- _Task to complete_: Going down the listing below, print exactly each line from the one with "Question. Put a dot on every instance of the green" up to and including the one with "Question. Put a dot on every instance of the horizon", and skip the rest.

- _Supplied material_:
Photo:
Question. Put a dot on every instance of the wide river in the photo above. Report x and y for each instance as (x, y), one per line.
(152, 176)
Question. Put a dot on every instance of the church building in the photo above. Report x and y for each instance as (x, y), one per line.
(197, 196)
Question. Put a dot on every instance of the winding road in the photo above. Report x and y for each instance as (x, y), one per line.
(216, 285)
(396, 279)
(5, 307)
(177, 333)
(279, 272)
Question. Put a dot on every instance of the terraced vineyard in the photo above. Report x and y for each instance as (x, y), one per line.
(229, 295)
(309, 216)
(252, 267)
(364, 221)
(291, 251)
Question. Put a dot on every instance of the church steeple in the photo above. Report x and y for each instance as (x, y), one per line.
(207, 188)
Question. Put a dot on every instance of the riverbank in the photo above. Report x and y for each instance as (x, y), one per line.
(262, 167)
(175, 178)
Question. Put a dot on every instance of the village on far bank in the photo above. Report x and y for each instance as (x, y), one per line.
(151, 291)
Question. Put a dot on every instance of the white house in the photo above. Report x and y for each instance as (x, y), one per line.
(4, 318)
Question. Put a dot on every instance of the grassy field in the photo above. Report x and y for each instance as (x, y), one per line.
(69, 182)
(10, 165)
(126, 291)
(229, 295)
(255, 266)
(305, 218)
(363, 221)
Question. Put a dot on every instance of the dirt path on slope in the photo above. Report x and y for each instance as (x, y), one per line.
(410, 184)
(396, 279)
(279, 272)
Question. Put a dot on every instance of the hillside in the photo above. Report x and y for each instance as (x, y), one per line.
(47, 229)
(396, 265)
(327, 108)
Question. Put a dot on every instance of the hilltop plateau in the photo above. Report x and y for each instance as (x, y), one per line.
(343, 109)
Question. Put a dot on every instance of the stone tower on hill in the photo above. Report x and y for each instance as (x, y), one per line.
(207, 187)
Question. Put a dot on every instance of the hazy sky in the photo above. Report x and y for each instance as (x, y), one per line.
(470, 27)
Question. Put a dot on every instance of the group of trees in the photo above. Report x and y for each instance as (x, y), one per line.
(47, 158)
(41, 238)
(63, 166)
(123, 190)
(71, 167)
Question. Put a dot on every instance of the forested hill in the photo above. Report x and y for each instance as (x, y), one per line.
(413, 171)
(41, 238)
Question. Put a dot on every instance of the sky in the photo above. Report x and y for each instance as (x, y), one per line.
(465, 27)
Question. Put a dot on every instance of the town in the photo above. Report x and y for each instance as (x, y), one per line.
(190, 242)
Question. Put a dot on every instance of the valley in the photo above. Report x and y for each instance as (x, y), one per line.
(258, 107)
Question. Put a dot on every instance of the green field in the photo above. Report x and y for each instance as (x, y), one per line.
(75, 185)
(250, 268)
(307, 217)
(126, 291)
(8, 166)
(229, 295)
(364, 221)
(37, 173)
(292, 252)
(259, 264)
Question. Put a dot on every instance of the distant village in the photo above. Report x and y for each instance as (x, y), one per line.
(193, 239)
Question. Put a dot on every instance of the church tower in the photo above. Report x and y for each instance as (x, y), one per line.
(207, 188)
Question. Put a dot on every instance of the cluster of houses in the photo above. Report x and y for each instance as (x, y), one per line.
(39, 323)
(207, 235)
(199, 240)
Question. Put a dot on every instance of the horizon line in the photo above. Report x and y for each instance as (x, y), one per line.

* * *

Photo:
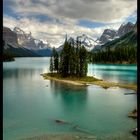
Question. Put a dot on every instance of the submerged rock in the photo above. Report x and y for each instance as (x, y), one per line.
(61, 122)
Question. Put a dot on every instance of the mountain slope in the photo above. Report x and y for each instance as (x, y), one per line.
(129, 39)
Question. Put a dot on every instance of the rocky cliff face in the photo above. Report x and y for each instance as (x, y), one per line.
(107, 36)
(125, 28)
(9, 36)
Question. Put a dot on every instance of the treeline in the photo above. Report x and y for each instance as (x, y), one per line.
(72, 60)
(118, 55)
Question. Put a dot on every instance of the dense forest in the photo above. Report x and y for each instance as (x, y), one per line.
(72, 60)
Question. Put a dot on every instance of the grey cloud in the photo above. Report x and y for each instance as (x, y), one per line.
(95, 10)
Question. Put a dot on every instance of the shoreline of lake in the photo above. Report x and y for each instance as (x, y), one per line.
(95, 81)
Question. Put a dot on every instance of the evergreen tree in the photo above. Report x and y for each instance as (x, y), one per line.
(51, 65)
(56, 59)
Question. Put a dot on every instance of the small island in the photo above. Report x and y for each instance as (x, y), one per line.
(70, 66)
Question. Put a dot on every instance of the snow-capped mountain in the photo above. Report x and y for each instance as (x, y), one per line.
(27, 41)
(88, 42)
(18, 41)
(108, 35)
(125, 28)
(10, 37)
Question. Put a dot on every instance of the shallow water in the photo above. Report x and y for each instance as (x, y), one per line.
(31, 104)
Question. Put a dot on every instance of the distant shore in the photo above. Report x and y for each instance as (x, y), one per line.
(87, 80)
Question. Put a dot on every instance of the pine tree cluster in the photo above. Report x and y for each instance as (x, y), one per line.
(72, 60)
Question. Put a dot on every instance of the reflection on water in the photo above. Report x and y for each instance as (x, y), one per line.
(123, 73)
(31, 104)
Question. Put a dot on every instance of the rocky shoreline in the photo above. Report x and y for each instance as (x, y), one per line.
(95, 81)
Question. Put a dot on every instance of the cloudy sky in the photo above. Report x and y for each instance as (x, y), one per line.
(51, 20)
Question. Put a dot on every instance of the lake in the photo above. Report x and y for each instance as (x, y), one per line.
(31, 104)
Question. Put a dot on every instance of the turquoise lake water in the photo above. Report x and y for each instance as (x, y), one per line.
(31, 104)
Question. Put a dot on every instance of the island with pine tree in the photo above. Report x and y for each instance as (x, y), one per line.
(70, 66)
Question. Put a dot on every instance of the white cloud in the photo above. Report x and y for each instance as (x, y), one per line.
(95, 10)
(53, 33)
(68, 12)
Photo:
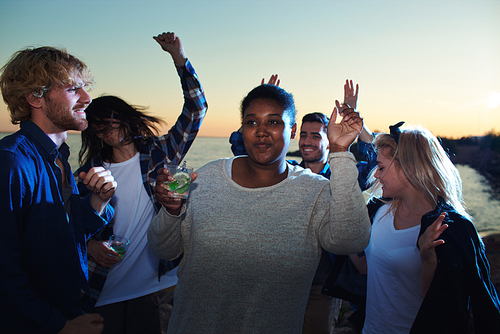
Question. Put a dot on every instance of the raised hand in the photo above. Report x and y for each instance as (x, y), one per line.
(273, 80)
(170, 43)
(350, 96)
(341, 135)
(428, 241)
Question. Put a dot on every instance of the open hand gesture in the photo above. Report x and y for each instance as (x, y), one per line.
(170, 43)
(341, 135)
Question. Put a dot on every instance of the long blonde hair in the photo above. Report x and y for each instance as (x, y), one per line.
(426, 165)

- _Result below_:
Question. Put a dot on every instance of the green field in the photo above. Report x and y for each instance as (x, y), one per line.
(75, 185)
(250, 268)
(307, 217)
(126, 291)
(8, 166)
(229, 295)
(364, 221)
(37, 173)
(292, 252)
(259, 264)
Question. Put a dot on every instance of the distant village in the photo above. Report x and y for each instance as (x, y), one per line.
(193, 239)
Question. Put a dot on every instance of the church tower in the photo above. Report x and y for each instance as (x, y), one per line.
(207, 188)
Question. Put a dot on every instance of the cluster of houses in the photo above. Report x and y for each instance as (x, y), one per line.
(39, 323)
(207, 235)
(199, 240)
Question. Put a dot on every instance of the horizon line in the photo above. Report x and y for each instance as (x, y), one per line.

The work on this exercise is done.